* **Цель задания**: Определите, соответствуют ли приведенному ниже отрывку о бегстве Меровига следующие утверждения: (a) Меровиг укрылся в оксеррской церкви, построенной во имя св. Мартина; (b) Гонтран наложил на Эрноальда пеню в семьсот золотых монет; (c) Меровиг пробыл в оксеррской базилике полгода. На каждое утверждение ответьте «да» или «нет» и приведите решающие слова отрывка дословно.

* **Фрагмент документа**:
Рассказы о временах Меровингов - Огюстен Тьерри 11 стр.


Прежде нежели граф Эрноальд мог известить короля Гонтрана и испросить приказаний его на счет пленника, Меровиг успел уже убежать из заключения. Он скрылся в главной оксеррской церкви, построенной во имя св. Жерменя, апостола Бретонов, и под защитой права неприкосновенности безопасно там водворился, точно так же как в Туре. Весть о его побеге пришла к королю Гонтрану почти в одно время с известием о его задержании. Этого было более нежели сколько нужно для крайней досады робкому и миролюбивому королю, которого главное старание было отдалять от себя всякие ссоры, какие могли вокруг его возникнуть. Он боялся, чтобы пребывание Меровига в королевстве не вовлекло его в большие хлопоты, и желал одного из двух, или чтобы сыну Гильперика дали свободный пропуск, или содержали его под надежной стражей. Обвиняя Эрноальда в одно и то же время и за излишнее усердие и за оплошность, он немедленно призвал его к себе, и когда граф хотел отвечать и оправдать свое поведение, то король прервал его словами: "Ты задержал того, кого брат мой называет своим врагом; но если намерение твое было твердо, то тебе следовало тотчас же привести пленника ко мне; если же нет, то не должно было трогать человека, которого ты не хотел уберечь".

Двусмысленное выражение этих упреков доказывало в короле Гонтране столько же отвращения от преследования сына, сколько и боязни поссориться с отцом. Он подверг графа Эрноальда всей тягости своей опалы и не довольствуясь отрешением его от должности, осудил сверх того на пеню в семь сот золотых монет. Кажется, что не смотря на послания и убедительные просьбы Гильперика, Гонтран не предпринял никаких насильственных мер для изгнания беглеца из нового убежища, а, напротив того, без огласки и сохраняя приличие, действовал под рукой так, что Меровиг скоро нашел случай убежать и продолжать свое странствование. Действительно, после двухмесячного пребывания в оксеррской базилике, юный принц уехал в сопровождении своего верного Гаилена, и на этот раз дороги были ему открыты. Он наконец вступил в австразийскую землю, где надеялся найди спокойствие, друзей, супружеское счастие и все почести, нераздельные с званием мужа королевы; но где ожидали его лишь новые неудачи и несчастья, которым суждено было кончиться только с его жизнью.

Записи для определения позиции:
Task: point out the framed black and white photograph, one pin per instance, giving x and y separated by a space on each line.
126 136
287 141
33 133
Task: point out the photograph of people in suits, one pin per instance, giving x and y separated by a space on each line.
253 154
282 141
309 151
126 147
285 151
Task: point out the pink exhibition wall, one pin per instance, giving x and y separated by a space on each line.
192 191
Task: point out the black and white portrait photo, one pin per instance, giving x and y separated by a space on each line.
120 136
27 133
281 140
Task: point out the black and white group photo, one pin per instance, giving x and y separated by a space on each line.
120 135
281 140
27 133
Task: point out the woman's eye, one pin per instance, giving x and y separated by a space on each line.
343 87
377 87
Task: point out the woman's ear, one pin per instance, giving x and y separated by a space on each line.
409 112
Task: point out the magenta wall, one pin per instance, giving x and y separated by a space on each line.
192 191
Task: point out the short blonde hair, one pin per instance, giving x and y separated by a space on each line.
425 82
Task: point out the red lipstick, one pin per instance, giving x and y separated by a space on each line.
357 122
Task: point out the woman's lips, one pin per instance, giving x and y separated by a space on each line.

* **Результат**:
(a) Нет: «построенной во имя св. Жерменя, апостола Бретонов».
(b) Да: «осудил сверх того на пеню в семь сот золотых монет».
(c) Нет: «после двухмесячного пребывания в оксеррской базилике».